» EXERCISE PASSAGE:
==*==

Once we became aware of the severity of his ear condition, my brother took part in regular ear cleaning at a clinic and underwent a surgery called a myringotomy. When a child shows signs of impacted earwax and recurring infections, a doctor may recommend the placement of tubes in the ears. This is a process where a small hole is made in the eardrum and a tube is placed to equalize the air pressure between the middle and outer ear. This surgery helped reduce my brother’s production of wax and the frequency of his ear infections. 

Soon after, Noah began regular sessions with a speech pathologist to correct the impediment he developed from his hearing impairment. I took part in his sessions and learned more about the construction of language. Watching the speech pathologist break down sounds and vowels motivated me to understand the connections between the biology of speech production and the ways that we portray our identity through language. While the speech pathologist taught my brother how to round his lips to vocalize the letter “b” by obnoxiously opening and closing her lip to emit the sound, I realized that I had no recollection of being taught how to do so myself.

I had never considered the influence that the anatomy of the ear had on the way that we learn language. To process speech, sound waves enter the ear and cause the eardrum to vibrate. This vibration is intensified by the ossicles, three tiny bones located in the middle ear which transmit to the cochlea. The cochlea, filled with liquid, alters the vibrations into electrical impulses that are sent to the brain through the auditory nerve.

==*==

» ACTIVITY LIST:
a - In the passage about Noah's hearing, what are the three tiny bones in the middle ear called?
b - Extend the passage about Noah's hearing, picking up after its final sentence.
These entries have no connection to the passage about Noah's hearing.

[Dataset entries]
==*==

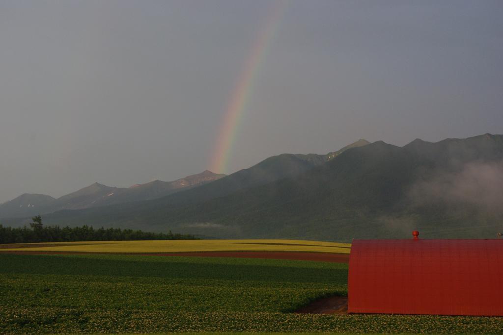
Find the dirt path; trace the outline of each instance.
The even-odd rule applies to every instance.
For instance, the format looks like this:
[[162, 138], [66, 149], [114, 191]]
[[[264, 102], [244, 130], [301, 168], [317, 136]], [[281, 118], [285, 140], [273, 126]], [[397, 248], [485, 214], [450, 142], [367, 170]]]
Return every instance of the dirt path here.
[[299, 308], [295, 313], [302, 314], [347, 314], [348, 297], [322, 298]]
[[344, 263], [349, 262], [349, 254], [315, 253], [288, 251], [211, 251], [181, 253], [89, 253], [67, 251], [42, 251], [25, 250], [0, 250], [1, 254], [17, 255], [69, 255], [104, 254], [112, 255], [136, 255], [143, 256], [186, 256], [196, 257], [233, 257], [237, 258], [262, 258], [285, 259], [315, 262]]

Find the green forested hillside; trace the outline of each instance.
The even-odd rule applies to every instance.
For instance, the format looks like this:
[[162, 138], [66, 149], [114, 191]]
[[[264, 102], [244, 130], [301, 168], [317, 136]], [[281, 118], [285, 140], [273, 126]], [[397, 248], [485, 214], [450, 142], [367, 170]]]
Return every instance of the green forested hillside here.
[[379, 141], [295, 176], [234, 192], [226, 194], [228, 184], [222, 186], [231, 182], [228, 177], [152, 201], [45, 218], [216, 237], [345, 241], [408, 238], [419, 229], [425, 238], [493, 238], [503, 230], [502, 159], [501, 135], [417, 140], [402, 148]]

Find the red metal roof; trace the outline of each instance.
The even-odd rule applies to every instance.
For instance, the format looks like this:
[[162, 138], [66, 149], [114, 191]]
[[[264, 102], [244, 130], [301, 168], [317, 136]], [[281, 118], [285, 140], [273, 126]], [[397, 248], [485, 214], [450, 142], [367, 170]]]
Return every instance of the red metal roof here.
[[348, 310], [503, 316], [503, 240], [355, 240]]

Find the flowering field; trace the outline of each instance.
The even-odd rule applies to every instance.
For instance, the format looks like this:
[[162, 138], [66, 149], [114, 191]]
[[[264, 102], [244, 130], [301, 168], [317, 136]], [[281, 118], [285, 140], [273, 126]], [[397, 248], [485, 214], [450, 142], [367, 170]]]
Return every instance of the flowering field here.
[[4, 251], [147, 253], [201, 251], [304, 251], [349, 254], [351, 245], [296, 240], [115, 241], [10, 245]]
[[503, 318], [291, 313], [345, 294], [347, 265], [256, 259], [0, 254], [0, 333], [501, 333]]

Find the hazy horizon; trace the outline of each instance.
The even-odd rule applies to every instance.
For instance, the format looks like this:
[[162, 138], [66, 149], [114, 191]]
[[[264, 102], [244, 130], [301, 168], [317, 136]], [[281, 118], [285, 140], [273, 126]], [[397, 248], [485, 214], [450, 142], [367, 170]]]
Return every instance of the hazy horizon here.
[[503, 133], [500, 2], [277, 2], [0, 1], [0, 203], [211, 170], [263, 33], [215, 173]]

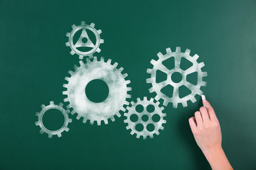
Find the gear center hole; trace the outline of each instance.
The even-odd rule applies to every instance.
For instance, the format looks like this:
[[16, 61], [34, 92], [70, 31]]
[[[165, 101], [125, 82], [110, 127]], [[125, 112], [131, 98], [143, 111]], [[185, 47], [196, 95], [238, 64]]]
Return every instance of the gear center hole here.
[[47, 129], [56, 131], [62, 128], [65, 118], [58, 109], [49, 109], [43, 115], [42, 123]]
[[179, 72], [175, 72], [171, 75], [171, 80], [175, 83], [179, 83], [182, 80], [182, 75]]
[[102, 80], [93, 80], [88, 83], [85, 88], [86, 96], [94, 103], [104, 101], [108, 97], [108, 84]]

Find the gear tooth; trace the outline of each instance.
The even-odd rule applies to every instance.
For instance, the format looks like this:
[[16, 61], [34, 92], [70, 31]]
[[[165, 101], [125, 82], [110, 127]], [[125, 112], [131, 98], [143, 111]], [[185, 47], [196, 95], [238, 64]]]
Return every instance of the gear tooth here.
[[[108, 119], [104, 119], [104, 120], [103, 120], [103, 121], [104, 121], [104, 123], [105, 124], [108, 124]], [[114, 122], [114, 121], [113, 121], [113, 122]]]
[[204, 81], [201, 82], [201, 86], [206, 86], [207, 82]]
[[198, 58], [199, 58], [198, 55], [196, 54], [194, 55], [194, 56], [193, 56], [193, 60], [194, 60], [194, 61], [196, 61], [196, 60], [198, 59]]
[[87, 121], [87, 119], [85, 118], [83, 118], [83, 123], [85, 124]]
[[187, 55], [187, 56], [189, 56], [189, 54], [190, 54], [190, 49], [186, 49], [186, 51], [185, 51], [185, 54]]
[[[164, 105], [164, 104], [163, 104], [163, 105]], [[173, 108], [177, 108], [178, 107], [178, 103], [173, 103]]]
[[95, 26], [95, 24], [92, 22], [92, 23], [91, 23], [90, 26], [92, 27], [94, 27]]
[[129, 105], [129, 102], [125, 101], [123, 103], [123, 105]]
[[[77, 70], [77, 68], [78, 68], [78, 67], [77, 67], [77, 65], [76, 65], [75, 64], [74, 65], [74, 68], [75, 69], [75, 70]], [[72, 72], [72, 73], [74, 73], [73, 72]]]
[[202, 72], [202, 76], [207, 76], [207, 72]]
[[155, 65], [156, 64], [156, 61], [154, 60], [151, 60], [150, 63], [152, 63], [153, 65]]
[[152, 74], [153, 73], [153, 70], [150, 69], [147, 69], [146, 73], [148, 73], [148, 74]]
[[182, 101], [182, 104], [183, 107], [186, 107], [188, 106], [188, 103], [186, 103], [186, 101]]
[[125, 73], [123, 75], [123, 77], [125, 78], [125, 77], [127, 77], [128, 76], [127, 73]]
[[119, 71], [122, 72], [122, 71], [123, 70], [123, 67], [120, 67], [118, 70], [119, 70]]
[[181, 47], [180, 46], [177, 46], [176, 47], [176, 53], [179, 53], [181, 52]]
[[202, 63], [200, 63], [199, 64], [198, 64], [198, 67], [199, 67], [199, 68], [202, 68], [202, 67], [203, 67], [203, 66], [204, 66], [204, 63], [203, 62], [202, 62]]
[[193, 97], [192, 97], [190, 99], [190, 101], [194, 103], [196, 101], [196, 99], [195, 97], [193, 96]]
[[158, 55], [158, 57], [159, 58], [161, 58], [163, 56], [163, 54], [161, 54], [161, 52], [158, 52], [158, 53], [157, 54], [157, 55]]
[[152, 83], [152, 79], [151, 78], [148, 78], [146, 79], [146, 83]]
[[76, 27], [76, 26], [75, 24], [73, 24], [72, 26], [71, 26], [73, 29], [75, 29]]
[[80, 60], [80, 61], [79, 61], [79, 64], [80, 64], [80, 66], [82, 66], [82, 65], [84, 65], [84, 63], [83, 63], [83, 62], [82, 60]]
[[171, 53], [171, 50], [170, 48], [166, 48], [166, 53], [168, 54]]
[[63, 84], [63, 87], [68, 88], [68, 84]]
[[74, 51], [73, 51], [73, 50], [71, 50], [71, 52], [70, 52], [70, 54], [71, 54], [71, 55], [74, 55], [74, 54], [75, 54], [75, 52]]
[[45, 105], [41, 105], [41, 107], [43, 109], [45, 107]]
[[79, 60], [83, 60], [83, 56], [79, 55]]
[[[75, 67], [75, 65], [74, 66], [74, 67]], [[70, 70], [70, 71], [68, 71], [68, 73], [69, 73], [70, 75], [73, 75], [74, 72], [72, 71], [71, 70]]]
[[115, 118], [114, 116], [111, 116], [110, 117], [110, 119], [112, 122], [114, 122], [115, 121]]
[[89, 58], [86, 58], [86, 62], [88, 63], [91, 63], [91, 60]]
[[153, 93], [154, 92], [155, 92], [155, 90], [154, 90], [154, 88], [152, 87], [150, 88], [150, 89], [148, 89], [148, 91], [150, 92], [150, 93]]
[[70, 80], [70, 77], [65, 76], [65, 80], [69, 82]]
[[97, 33], [98, 33], [98, 35], [100, 35], [102, 33], [102, 31], [100, 29], [98, 29], [97, 30]]
[[165, 100], [165, 101], [163, 101], [163, 105], [166, 107], [168, 105], [168, 103], [169, 103], [169, 102], [167, 101], [166, 100]]
[[155, 100], [156, 100], [156, 101], [159, 101], [160, 99], [160, 97], [158, 95], [156, 95], [156, 97], [155, 97]]
[[77, 114], [77, 116], [76, 116], [76, 119], [77, 119], [77, 120], [79, 120], [80, 118], [81, 118], [81, 116], [79, 115], [79, 114]]
[[71, 114], [74, 114], [76, 112], [75, 111], [75, 110], [73, 110], [72, 112], [71, 112]]
[[111, 59], [108, 59], [108, 61], [107, 61], [107, 63], [111, 64], [111, 61], [112, 61]]
[[117, 63], [117, 62], [116, 62], [116, 63], [114, 63], [113, 64], [113, 67], [114, 67], [116, 68], [116, 67], [117, 66], [117, 65], [118, 65], [118, 63]]
[[66, 128], [65, 129], [64, 129], [64, 131], [70, 131], [70, 128], [68, 128], [68, 127]]
[[202, 92], [201, 90], [199, 90], [197, 94], [198, 94], [198, 95], [201, 95], [203, 94], [203, 92]]
[[127, 85], [127, 84], [130, 84], [130, 83], [131, 83], [131, 80], [128, 80], [125, 81], [126, 85]]

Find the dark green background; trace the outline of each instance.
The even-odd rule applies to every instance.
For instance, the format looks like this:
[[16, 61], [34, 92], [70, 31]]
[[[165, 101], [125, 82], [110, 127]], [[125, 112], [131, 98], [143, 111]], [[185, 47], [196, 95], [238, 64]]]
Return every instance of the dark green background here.
[[78, 65], [65, 46], [81, 21], [102, 31], [102, 52], [129, 75], [132, 100], [148, 92], [156, 54], [181, 46], [203, 61], [202, 88], [213, 106], [235, 169], [256, 169], [256, 1], [0, 1], [0, 169], [210, 169], [188, 118], [201, 106], [169, 105], [159, 136], [138, 139], [124, 116], [97, 126], [77, 120], [62, 137], [39, 133], [36, 112], [63, 103], [62, 84]]

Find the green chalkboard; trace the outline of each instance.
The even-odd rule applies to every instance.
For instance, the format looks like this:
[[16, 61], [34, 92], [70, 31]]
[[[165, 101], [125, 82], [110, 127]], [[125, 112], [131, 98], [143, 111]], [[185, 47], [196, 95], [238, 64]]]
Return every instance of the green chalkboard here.
[[[93, 44], [102, 42], [98, 43], [101, 51], [97, 47], [93, 50], [99, 52], [93, 56], [98, 61], [104, 57], [104, 63], [111, 59], [111, 65], [118, 63], [114, 72], [121, 67], [121, 75], [127, 73], [124, 80], [131, 81], [127, 87], [132, 90], [127, 92], [131, 98], [126, 101], [131, 108], [130, 102], [136, 103], [138, 97], [150, 100], [156, 96], [150, 93], [152, 85], [146, 80], [150, 78], [147, 70], [153, 68], [150, 61], [159, 59], [157, 54], [165, 55], [167, 48], [175, 52], [181, 47], [182, 53], [189, 49], [191, 56], [198, 55], [196, 63], [203, 62], [202, 71], [207, 74], [203, 77], [207, 85], [200, 90], [219, 119], [223, 146], [230, 163], [234, 169], [256, 169], [254, 0], [0, 1], [0, 169], [211, 169], [188, 125], [188, 118], [202, 106], [198, 94], [194, 103], [189, 100], [186, 107], [178, 103], [177, 108], [172, 103], [163, 105], [160, 99], [159, 107], [164, 110], [158, 110], [166, 113], [163, 118], [166, 124], [152, 139], [130, 134], [124, 122], [127, 110], [107, 117], [115, 120], [107, 119], [107, 124], [100, 121], [100, 126], [97, 121], [91, 124], [90, 120], [83, 123], [83, 118], [77, 119], [77, 113], [66, 114], [69, 102], [64, 101], [67, 95], [62, 93], [67, 89], [63, 84], [68, 83], [65, 77], [71, 76], [69, 71], [75, 73], [74, 66], [79, 67], [81, 60], [75, 52], [70, 54], [67, 33], [81, 22], [102, 31], [100, 39], [88, 30]], [[74, 43], [79, 39], [74, 35]], [[86, 51], [90, 46], [83, 48]], [[87, 58], [83, 57], [84, 63]], [[168, 74], [158, 78], [166, 76], [171, 78]], [[100, 103], [114, 90], [104, 80], [112, 85], [119, 80], [111, 77], [96, 78], [81, 93]], [[181, 75], [173, 78], [181, 78]], [[193, 75], [191, 81], [198, 78]], [[77, 78], [77, 83], [85, 79]], [[165, 90], [168, 93], [171, 88]], [[114, 96], [123, 95], [122, 92]], [[180, 90], [181, 95], [186, 92]], [[118, 97], [116, 103], [121, 101]], [[60, 137], [41, 134], [40, 126], [35, 125], [37, 112], [50, 101], [63, 103], [60, 107], [64, 110], [46, 111], [42, 121], [52, 131], [68, 123]], [[109, 103], [103, 105], [111, 110], [116, 103]], [[95, 107], [90, 112], [101, 108]]]

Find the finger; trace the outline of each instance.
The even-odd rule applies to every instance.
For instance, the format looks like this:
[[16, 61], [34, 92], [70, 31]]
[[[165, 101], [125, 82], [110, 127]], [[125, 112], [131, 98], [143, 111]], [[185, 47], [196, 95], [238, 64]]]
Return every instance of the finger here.
[[207, 110], [210, 120], [217, 120], [218, 119], [217, 118], [215, 112], [214, 112], [213, 108], [211, 106], [210, 103], [209, 103], [207, 100], [203, 100], [203, 105], [205, 105], [205, 107]]
[[201, 113], [200, 111], [195, 112], [196, 121], [198, 126], [200, 126], [203, 124], [203, 120], [202, 119]]
[[195, 131], [196, 129], [196, 118], [192, 117], [188, 119], [189, 126], [190, 126], [191, 131], [192, 133]]
[[203, 122], [207, 122], [210, 120], [210, 118], [209, 118], [207, 110], [206, 110], [206, 108], [204, 107], [201, 107], [200, 109], [202, 117], [203, 118]]

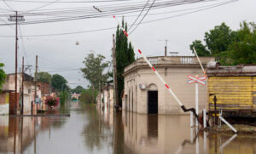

==*==

» EXERCISE RESULTS:
a - The ossicles.

b -
I have also felt the vexations of being misunderstood. Growing up in a French-Canadian household in Toronto, my parents never encouraged me to learn English as a child. Why should I risk losing my language and culture if my friends and family were all French? My parents watched as their friends traded their Francophone-ness for English friends and English curricula, the pride in their shared culture diminishing.

My father especially encouraged me to keep up my French heritage. He spoiled me with French books and movies. He served me breakfast while I watched La Boîte à Lunch, my favourite Sunday morning cartoon on the French channel. I grew up in North York with the Don River as my backyard, and on walks by the water with my father we sang songs by Annie Brocoli. Over the Christmas holidays, our cozy apartment smelled of tourtière and traditional Quebécois sugar pies. The voice of French-Canadian icon Carmen Campagne brought us together for the season of giving. 

I went to a French elementary school and spoke French with my friends, but I was still exposed to English. Anyone living in Toronto is exposed to the language through billboard advertisements and walking down the aisles in the grocery store. Most of my life, I knew Cinnamon Toast Crunch as Croque Crannelle; my language is proudly printed on every sugar-filled cereal box. Even now, I have the choice to experience most of my world in French.

Before I was old enough to go to school, my parents searched for a babysitter to take care of me through the day while they were at work. My parents entrusted me to an elderly couple, Nanny and Pop, looking for a friend for their toddler nephew. We bonded quickly and became part of each other’s family. 

Nanny and Pop’s warm home in the suburbs of Toronto was where I was most exposed to English. Through spending my days with them, I picked up on some English, but I never seemed to hear them right. Before every meal, we would say the same prayer:

“God is good, 
God is great, 
Bless him for this food,

And my interpretation:
“God is good, 
God is steak, 
Spank him for my food,
Oh man”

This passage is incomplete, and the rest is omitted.